▶ **Records supplied**
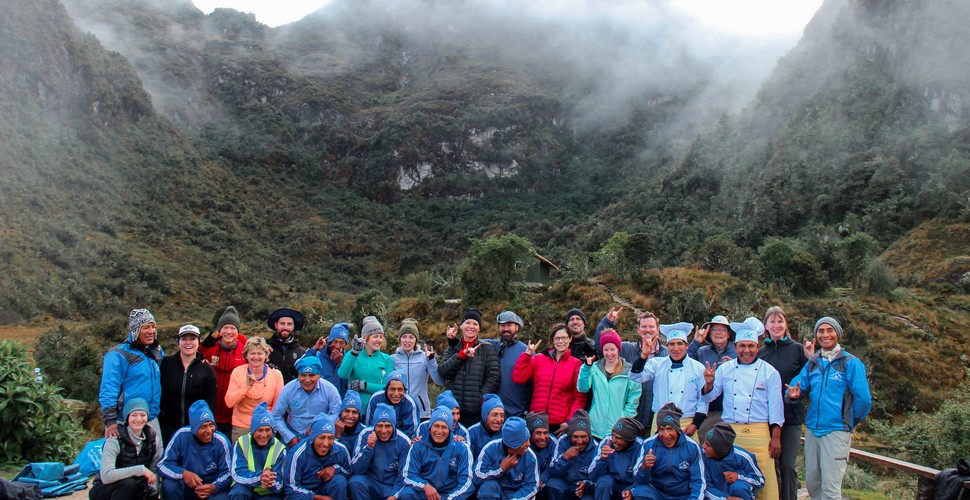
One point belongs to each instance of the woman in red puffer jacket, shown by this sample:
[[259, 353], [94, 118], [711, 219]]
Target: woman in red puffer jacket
[[553, 373]]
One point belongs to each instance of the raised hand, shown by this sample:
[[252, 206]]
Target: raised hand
[[531, 348], [614, 314], [649, 460]]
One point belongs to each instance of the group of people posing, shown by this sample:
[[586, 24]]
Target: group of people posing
[[700, 412]]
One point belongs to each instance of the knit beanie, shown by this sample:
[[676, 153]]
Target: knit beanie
[[514, 432], [670, 415], [447, 399], [610, 337], [339, 331], [261, 417], [351, 400], [371, 326], [408, 327], [828, 320], [384, 413], [322, 424], [399, 376], [490, 402], [443, 415], [199, 413], [229, 317], [136, 319], [721, 439], [134, 404], [579, 422], [575, 312], [628, 428], [474, 314], [309, 364], [537, 421]]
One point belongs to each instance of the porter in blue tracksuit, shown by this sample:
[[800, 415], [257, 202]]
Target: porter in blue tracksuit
[[730, 471], [378, 457], [257, 460], [395, 395], [670, 465], [520, 480], [616, 461], [438, 461], [493, 416], [318, 452], [197, 456], [448, 400], [569, 470]]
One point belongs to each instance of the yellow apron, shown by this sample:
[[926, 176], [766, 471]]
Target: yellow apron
[[755, 439]]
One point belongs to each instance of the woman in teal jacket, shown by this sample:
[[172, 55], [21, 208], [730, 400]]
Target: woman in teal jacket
[[614, 395]]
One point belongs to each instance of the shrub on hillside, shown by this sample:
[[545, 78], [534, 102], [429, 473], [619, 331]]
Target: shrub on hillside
[[35, 424], [936, 439]]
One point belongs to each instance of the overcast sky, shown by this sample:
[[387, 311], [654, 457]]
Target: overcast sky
[[751, 18]]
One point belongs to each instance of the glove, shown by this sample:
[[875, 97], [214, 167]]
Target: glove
[[357, 346]]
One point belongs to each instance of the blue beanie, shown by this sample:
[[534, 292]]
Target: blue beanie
[[447, 399], [261, 418], [309, 364], [385, 413], [514, 432], [442, 414], [399, 376], [351, 400], [490, 402], [199, 413], [322, 424], [135, 404], [339, 331]]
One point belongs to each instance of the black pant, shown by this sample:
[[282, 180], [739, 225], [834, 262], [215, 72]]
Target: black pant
[[126, 489]]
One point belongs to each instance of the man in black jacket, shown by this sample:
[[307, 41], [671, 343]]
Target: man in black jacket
[[286, 348]]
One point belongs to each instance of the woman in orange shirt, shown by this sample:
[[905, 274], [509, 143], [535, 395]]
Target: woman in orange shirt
[[251, 384]]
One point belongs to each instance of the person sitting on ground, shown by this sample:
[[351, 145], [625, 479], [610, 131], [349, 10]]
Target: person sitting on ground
[[348, 423], [367, 365], [569, 470], [378, 458], [128, 461], [257, 460], [730, 471], [613, 467], [543, 444], [670, 466], [506, 468], [196, 462], [418, 363], [458, 431], [395, 395], [303, 399], [438, 466], [318, 467], [330, 351], [493, 416]]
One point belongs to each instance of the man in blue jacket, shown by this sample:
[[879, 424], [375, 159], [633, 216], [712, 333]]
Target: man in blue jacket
[[670, 465], [318, 465], [569, 470], [838, 391], [131, 370], [613, 467], [438, 466], [378, 458], [729, 471], [257, 460], [196, 460], [507, 468]]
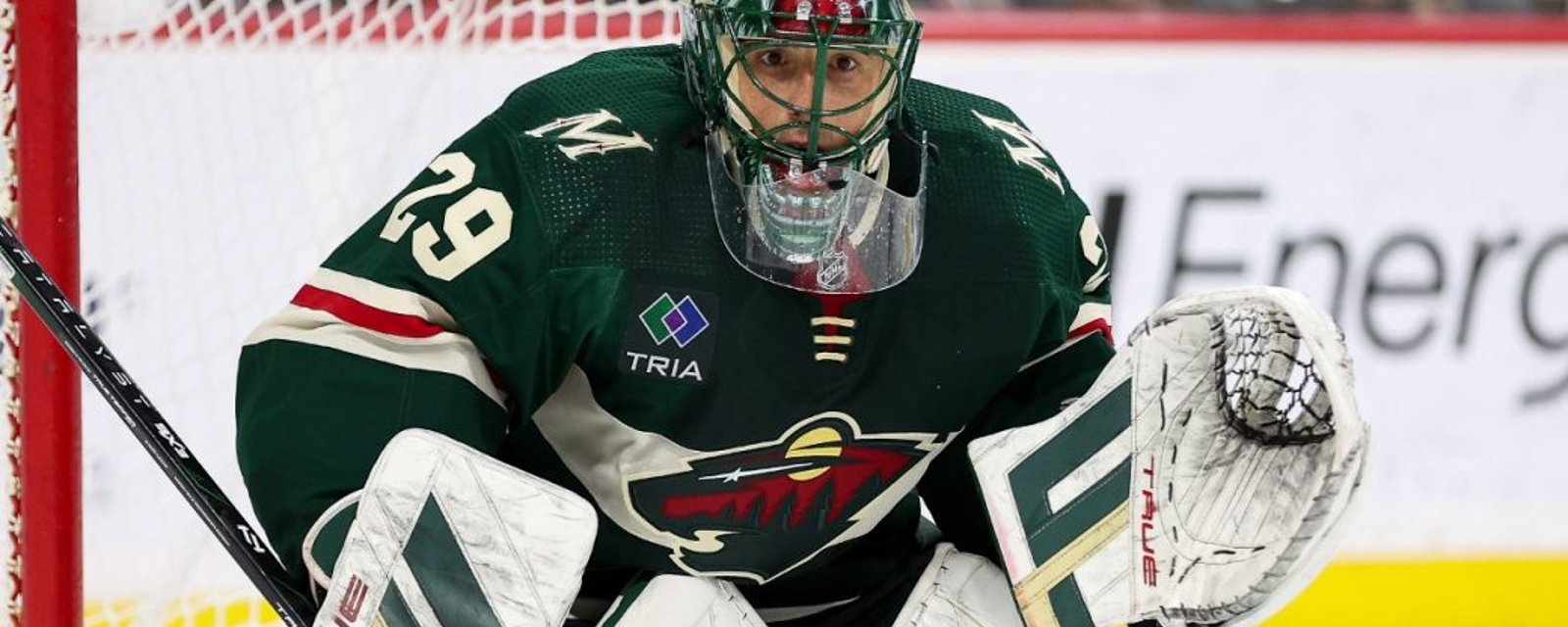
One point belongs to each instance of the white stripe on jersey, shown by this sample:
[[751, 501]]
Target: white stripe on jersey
[[446, 353], [381, 297]]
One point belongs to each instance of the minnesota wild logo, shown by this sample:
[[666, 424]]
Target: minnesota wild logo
[[762, 509]]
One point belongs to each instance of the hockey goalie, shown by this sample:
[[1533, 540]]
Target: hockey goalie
[[687, 334]]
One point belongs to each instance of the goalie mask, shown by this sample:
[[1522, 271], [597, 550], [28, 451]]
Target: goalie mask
[[802, 99]]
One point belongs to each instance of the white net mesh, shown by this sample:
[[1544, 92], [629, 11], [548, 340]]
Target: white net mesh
[[224, 148]]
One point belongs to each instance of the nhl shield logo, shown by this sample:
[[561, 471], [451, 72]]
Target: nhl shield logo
[[762, 509]]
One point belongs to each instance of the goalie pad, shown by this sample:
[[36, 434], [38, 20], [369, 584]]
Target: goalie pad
[[958, 590], [444, 535], [679, 601], [1200, 480]]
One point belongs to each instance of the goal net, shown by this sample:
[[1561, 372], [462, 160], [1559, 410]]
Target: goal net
[[224, 146]]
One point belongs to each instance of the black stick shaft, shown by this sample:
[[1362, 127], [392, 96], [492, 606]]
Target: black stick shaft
[[237, 535]]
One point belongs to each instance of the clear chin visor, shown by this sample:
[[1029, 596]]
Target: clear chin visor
[[825, 231]]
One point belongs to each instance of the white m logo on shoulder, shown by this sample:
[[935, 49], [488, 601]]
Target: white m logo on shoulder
[[1027, 153], [592, 141]]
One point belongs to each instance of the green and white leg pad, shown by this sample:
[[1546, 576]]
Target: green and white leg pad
[[1200, 480], [444, 535]]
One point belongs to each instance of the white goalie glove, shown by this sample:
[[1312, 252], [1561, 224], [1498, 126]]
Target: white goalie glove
[[1199, 482]]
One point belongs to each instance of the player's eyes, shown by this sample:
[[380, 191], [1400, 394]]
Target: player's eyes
[[768, 59]]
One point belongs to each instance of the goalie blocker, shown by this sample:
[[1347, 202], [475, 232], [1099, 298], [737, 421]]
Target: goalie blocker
[[1201, 478]]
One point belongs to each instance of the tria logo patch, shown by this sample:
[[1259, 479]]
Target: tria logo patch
[[668, 320], [670, 337]]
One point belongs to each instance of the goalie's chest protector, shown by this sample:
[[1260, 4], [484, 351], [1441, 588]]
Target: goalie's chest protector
[[725, 425]]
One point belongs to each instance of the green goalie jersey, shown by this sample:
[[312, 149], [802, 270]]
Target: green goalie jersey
[[553, 290]]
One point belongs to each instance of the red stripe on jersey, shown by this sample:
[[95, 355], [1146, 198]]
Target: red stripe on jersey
[[1098, 325], [365, 315]]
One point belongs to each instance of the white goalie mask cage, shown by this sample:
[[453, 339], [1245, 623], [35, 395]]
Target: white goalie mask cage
[[833, 229]]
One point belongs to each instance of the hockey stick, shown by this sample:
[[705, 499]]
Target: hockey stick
[[193, 482]]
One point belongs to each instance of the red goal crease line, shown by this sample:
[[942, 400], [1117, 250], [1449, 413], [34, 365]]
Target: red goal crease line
[[631, 21]]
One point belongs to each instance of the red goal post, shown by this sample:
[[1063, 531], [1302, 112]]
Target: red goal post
[[232, 117]]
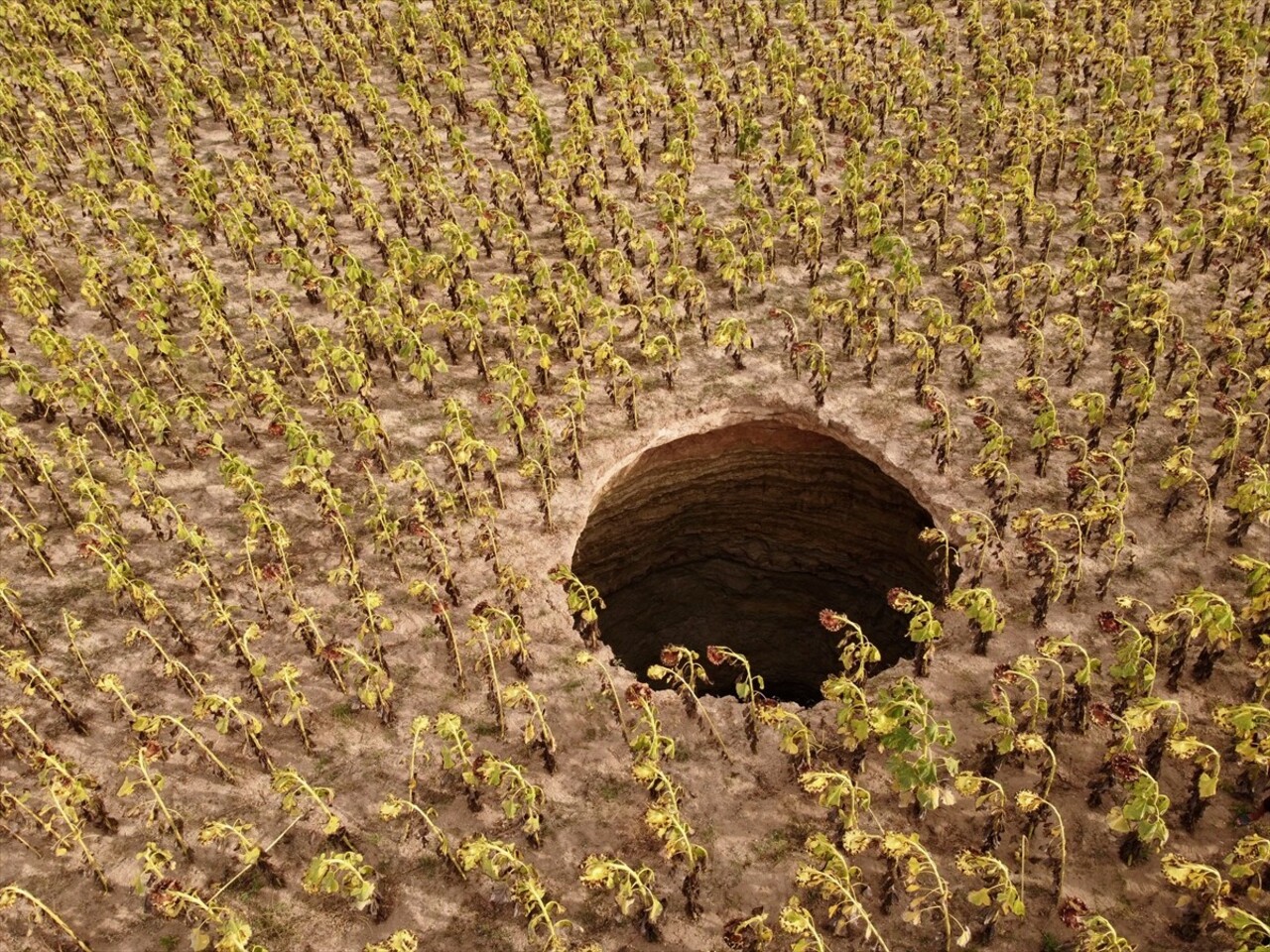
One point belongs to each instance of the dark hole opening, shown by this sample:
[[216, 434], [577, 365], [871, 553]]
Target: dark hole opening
[[739, 537]]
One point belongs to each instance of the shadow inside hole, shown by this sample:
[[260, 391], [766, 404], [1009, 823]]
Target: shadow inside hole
[[739, 537]]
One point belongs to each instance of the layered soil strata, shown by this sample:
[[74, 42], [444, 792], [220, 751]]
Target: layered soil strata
[[740, 536]]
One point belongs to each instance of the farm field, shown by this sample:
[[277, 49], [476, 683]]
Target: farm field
[[625, 474]]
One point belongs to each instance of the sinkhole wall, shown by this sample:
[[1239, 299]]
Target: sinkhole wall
[[739, 537]]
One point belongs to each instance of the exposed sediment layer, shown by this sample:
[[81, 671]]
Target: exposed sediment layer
[[740, 536]]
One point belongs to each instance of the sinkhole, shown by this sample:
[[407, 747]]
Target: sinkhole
[[739, 537]]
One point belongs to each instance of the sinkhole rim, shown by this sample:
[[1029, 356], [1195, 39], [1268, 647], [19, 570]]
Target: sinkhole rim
[[775, 433]]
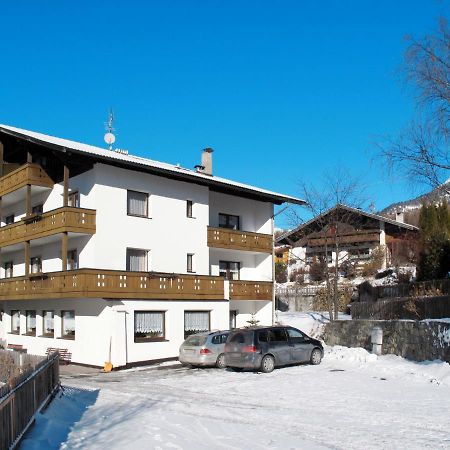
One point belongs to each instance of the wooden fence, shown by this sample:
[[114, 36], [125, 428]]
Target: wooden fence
[[411, 308], [422, 289], [25, 395]]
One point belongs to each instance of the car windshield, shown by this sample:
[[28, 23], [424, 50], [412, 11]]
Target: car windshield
[[195, 341]]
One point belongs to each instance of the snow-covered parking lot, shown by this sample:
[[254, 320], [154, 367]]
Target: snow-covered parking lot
[[353, 400]]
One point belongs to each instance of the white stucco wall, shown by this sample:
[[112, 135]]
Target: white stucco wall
[[99, 322]]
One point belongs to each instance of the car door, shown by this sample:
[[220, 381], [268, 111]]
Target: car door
[[279, 345], [299, 345]]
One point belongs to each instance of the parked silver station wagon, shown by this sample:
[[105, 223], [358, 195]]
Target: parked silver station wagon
[[264, 348], [204, 349]]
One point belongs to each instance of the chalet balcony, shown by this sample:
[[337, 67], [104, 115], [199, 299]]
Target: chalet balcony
[[99, 283], [239, 240], [345, 239], [251, 290], [18, 179], [36, 226]]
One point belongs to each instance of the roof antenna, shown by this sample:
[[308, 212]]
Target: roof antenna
[[109, 136]]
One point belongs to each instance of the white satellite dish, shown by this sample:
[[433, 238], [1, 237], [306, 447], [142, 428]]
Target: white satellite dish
[[110, 138]]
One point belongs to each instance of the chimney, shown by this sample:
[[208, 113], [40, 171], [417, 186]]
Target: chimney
[[400, 216], [207, 161]]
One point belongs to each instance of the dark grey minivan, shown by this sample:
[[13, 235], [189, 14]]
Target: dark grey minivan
[[264, 348]]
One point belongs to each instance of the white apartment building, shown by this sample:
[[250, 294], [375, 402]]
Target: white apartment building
[[118, 258]]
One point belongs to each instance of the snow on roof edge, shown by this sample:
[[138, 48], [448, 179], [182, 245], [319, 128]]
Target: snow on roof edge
[[131, 159]]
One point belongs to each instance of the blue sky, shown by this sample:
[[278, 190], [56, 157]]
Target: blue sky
[[282, 90]]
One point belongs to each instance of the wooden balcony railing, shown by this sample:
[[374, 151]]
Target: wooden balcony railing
[[355, 238], [239, 240], [66, 219], [251, 290], [27, 174], [112, 284]]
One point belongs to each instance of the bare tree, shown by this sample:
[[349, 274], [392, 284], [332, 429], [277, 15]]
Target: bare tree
[[337, 188], [422, 150]]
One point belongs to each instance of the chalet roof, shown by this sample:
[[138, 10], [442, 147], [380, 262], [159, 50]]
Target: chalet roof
[[284, 238], [148, 165]]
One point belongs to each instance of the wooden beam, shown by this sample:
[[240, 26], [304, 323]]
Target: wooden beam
[[66, 186], [64, 246], [27, 258], [28, 200]]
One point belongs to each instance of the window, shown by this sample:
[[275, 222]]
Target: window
[[228, 221], [15, 321], [68, 324], [31, 322], [37, 209], [189, 206], [278, 335], [74, 199], [149, 326], [72, 260], [190, 262], [263, 336], [233, 315], [137, 204], [9, 265], [229, 270], [195, 322], [295, 336], [137, 260], [220, 339], [36, 264], [49, 323]]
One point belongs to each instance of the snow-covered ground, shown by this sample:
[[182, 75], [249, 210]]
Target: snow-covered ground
[[353, 400]]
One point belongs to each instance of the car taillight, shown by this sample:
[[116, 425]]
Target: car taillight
[[249, 349]]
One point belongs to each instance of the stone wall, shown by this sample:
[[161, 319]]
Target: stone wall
[[419, 341]]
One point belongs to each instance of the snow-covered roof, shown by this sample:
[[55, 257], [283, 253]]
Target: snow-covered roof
[[161, 168], [281, 239]]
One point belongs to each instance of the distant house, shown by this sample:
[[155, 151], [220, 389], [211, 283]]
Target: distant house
[[357, 234]]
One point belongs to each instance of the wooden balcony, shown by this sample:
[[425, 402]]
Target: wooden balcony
[[66, 219], [345, 239], [251, 290], [239, 240], [95, 283], [29, 173]]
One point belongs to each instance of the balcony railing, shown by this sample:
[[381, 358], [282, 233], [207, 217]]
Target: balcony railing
[[27, 174], [251, 290], [239, 240], [95, 283], [66, 219], [354, 238]]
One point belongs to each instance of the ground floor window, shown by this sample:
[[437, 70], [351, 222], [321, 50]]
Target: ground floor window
[[68, 324], [15, 321], [149, 326], [196, 322], [31, 323], [49, 323]]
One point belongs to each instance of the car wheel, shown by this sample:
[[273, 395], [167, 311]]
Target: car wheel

▶ **Goal of the exercise**
For this exercise, output exactly the lines above from the line with "[[252, 206]]" to the line with "[[676, 153]]", counting both, and leave out the rest.

▶ **Response to the exercise**
[[252, 206]]
Target: raised hand
[[531, 348], [614, 314], [649, 460]]
One point belongs to each instance of the group of people posing, shown by this sample:
[[586, 24]]
Target: group of people posing
[[700, 412]]
One point belongs to each instance of the knit beanie, shown by this sample:
[[676, 153]]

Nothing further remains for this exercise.